Material provided:
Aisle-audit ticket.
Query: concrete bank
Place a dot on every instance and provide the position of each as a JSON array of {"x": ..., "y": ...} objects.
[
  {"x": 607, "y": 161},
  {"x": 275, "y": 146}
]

What is asked:
Could you copy the records above word for word, line by line?

Response below:
Aisle-audit ticket.
Query: concrete bank
Place a dot on every instance and provide the position of each as a JSON array of {"x": ..., "y": ...} objects.
[
  {"x": 607, "y": 161},
  {"x": 275, "y": 146}
]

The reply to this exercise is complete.